Extend the page below on Solange Adamson's Printempo concert, picking up right after its final line.

Page excerpt »
# # # # #
For her Printempo concert, Solange Adamson, soprano and Harriet Hale Woolley scholar, has prepared a program spanning three centuries of classical music, written by European composers such as Purcell, Schubert, Mozart and Verdi, on the theme of changing emotions in the springtime.
This concert will be an exploration of the works of Purcell, Schubert, Rachmaninoff, Nadia Boulanger, Mozart, and Verdi. These works follow the changing emotions of springtime: one day is filled with warm sunshine, the next with freezing rain. New acquaintances flare up as love affairs and burn out just as quickly.
One of the first songs on this program begins with a quote from Shakespeare’s Twelfth Night: “If music be the food of love, sing on till I am fill’d with joy.” This line is spoken by the young Duke Orsino, deeply in love–though his infatuation will burn out quickly, to be replaced by a new attraction. When Purcell wrote this piece, music was believed to evoke harmony, in contrast with tempestuous nature which brought chaos and disruption. This concert is an exploration of both: the ways these very different composers interpret the ‘harmony’ of music, and the changing, sometimes violent emotions that nature paints across their pages. — Solange Adamson
Practical Information
Date: May 24 | Time: 7:30PM | Facebook event
COVID: wearing a mask is not mandatory, however it is strongly recommended. Please use the hydroalcoholic gel at your disposal.
Program
Henry Purcell (1659-1695)
I attempt from love’s sickness to fly in vain
If music be the food of love, sing on
Franz Schubert (1797-1828)
An die Musik
Du bist die Ruh
Auf dem Wsser zu singen
Heidenröslein
W.A. Mozart (1756-1791)
# # # # #
Given data »
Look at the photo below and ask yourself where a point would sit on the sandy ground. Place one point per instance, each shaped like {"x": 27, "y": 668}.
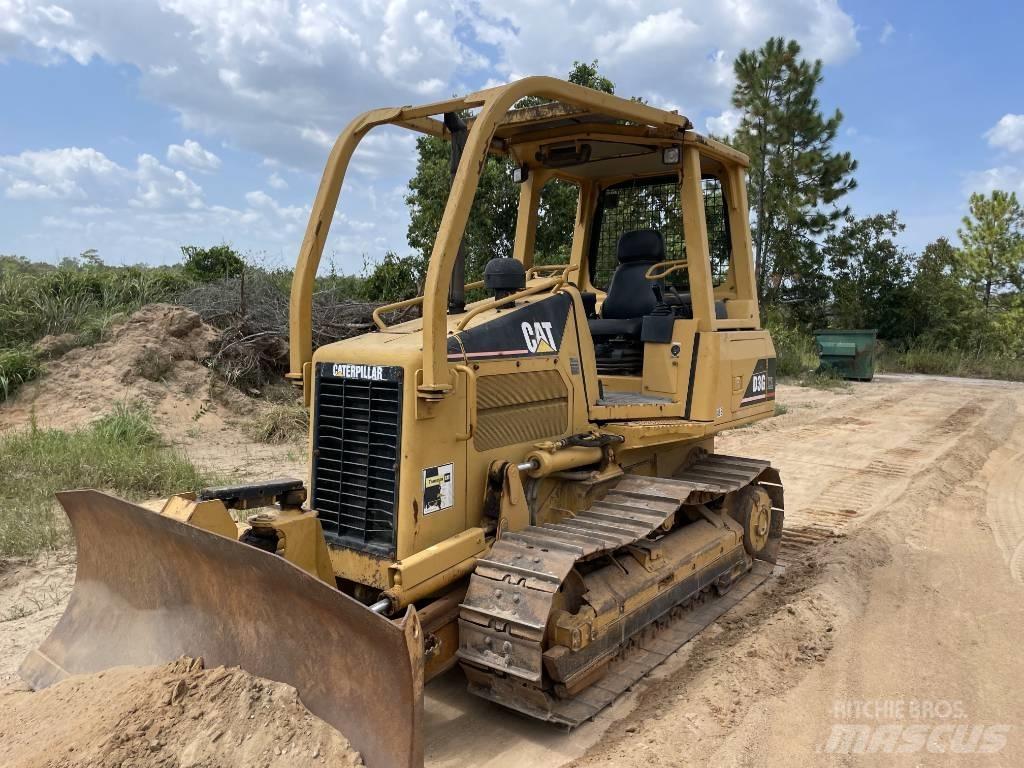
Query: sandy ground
{"x": 890, "y": 637}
# # # # #
Solved exercise »
Quando avran’ fine omai… Padre, germani, addio! (Idomeneo)
Sergei Rachmaninoff (1873-1943)
Siren’ (Lilacs)
Son (A Dream)
Ne poy, krasavitsa, pri mne (Ne chantez plus pour moi, la belle)
Nadia Boulanger (1887-1979)
Prière
Versailles
Chanson
Giuseppe Verdi (1813-1901)
Tu puniscimi, o signore (Lusia Miller)
Resident Musicians
Canadian soprano Solange Adamson is a Harriet Hale Woolley Scholar and a student at the École Normale de Paris. She performs regularly in concerts at the Fondation des États-Unis and Salle Cortot and has recently sung at the Vienna Volksliedwerk and the Centennial Festival of the American Schools of the Arts in Fontainebleau. Her performances include the Abbess in Puccini’s Suor Angelica with the Center for Opera Studies in Italy, Dardano in Handel’s Amadigi with Opera UCLA, Michaela in Carmen at the École Normale de Musique, and the world premieres of Juana by Carla Lucero and The Emperor’s New Clothes by Nicki Sohn. Solange is a graduate of ENMP and UCLA where she studied with Olga Toporkova and Vladimir Chernov.